> _Work required_: Extract the entries in their exact form.

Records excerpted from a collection
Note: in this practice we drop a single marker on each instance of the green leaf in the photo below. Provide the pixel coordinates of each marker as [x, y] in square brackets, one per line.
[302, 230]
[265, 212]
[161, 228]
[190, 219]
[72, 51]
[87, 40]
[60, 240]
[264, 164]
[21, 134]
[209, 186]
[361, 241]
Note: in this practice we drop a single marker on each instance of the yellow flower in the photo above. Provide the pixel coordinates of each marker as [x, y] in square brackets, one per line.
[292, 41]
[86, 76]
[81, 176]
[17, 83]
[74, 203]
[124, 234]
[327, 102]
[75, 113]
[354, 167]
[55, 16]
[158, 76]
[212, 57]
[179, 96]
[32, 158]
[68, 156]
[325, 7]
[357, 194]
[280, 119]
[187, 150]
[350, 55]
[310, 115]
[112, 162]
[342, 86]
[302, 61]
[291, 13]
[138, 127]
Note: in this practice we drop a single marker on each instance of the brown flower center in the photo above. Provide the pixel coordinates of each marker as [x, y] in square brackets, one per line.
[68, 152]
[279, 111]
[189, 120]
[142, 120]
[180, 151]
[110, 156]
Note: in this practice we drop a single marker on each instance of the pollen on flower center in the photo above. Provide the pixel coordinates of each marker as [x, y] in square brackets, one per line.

> _Solved problem_:
Note: in this practice we drop a single marker on each instance of the green leaf in the photo below. Provide the pixel coordinates of each marker as [x, y] in square brackets, one per line.
[302, 230]
[265, 212]
[161, 228]
[190, 219]
[72, 51]
[87, 40]
[60, 240]
[264, 164]
[21, 134]
[209, 186]
[361, 241]
Note: in this practice we drop a single marker on each instance of the yellow flower in the photo above. Provide the pixel coordinates of each marker as [x, y] in square brackets, one per line.
[292, 41]
[86, 76]
[81, 176]
[17, 83]
[74, 203]
[124, 234]
[327, 102]
[75, 113]
[354, 167]
[55, 16]
[158, 76]
[212, 57]
[179, 96]
[32, 158]
[68, 156]
[325, 7]
[357, 194]
[280, 119]
[187, 150]
[350, 55]
[310, 115]
[112, 162]
[342, 86]
[302, 61]
[291, 13]
[138, 127]
Note: in this practice we drop a single marker on each instance of the brown flower center in the photo above. Provide the pixel coordinates of each marker as [x, y] in square brackets, one per line.
[68, 152]
[279, 111]
[189, 120]
[142, 120]
[180, 151]
[110, 156]
Note: in this practice we drop a single marker on each instance of the pollen on flower center in the photo above. Provide the pixel coordinates of each marker as [x, y] in square brackets, one per line.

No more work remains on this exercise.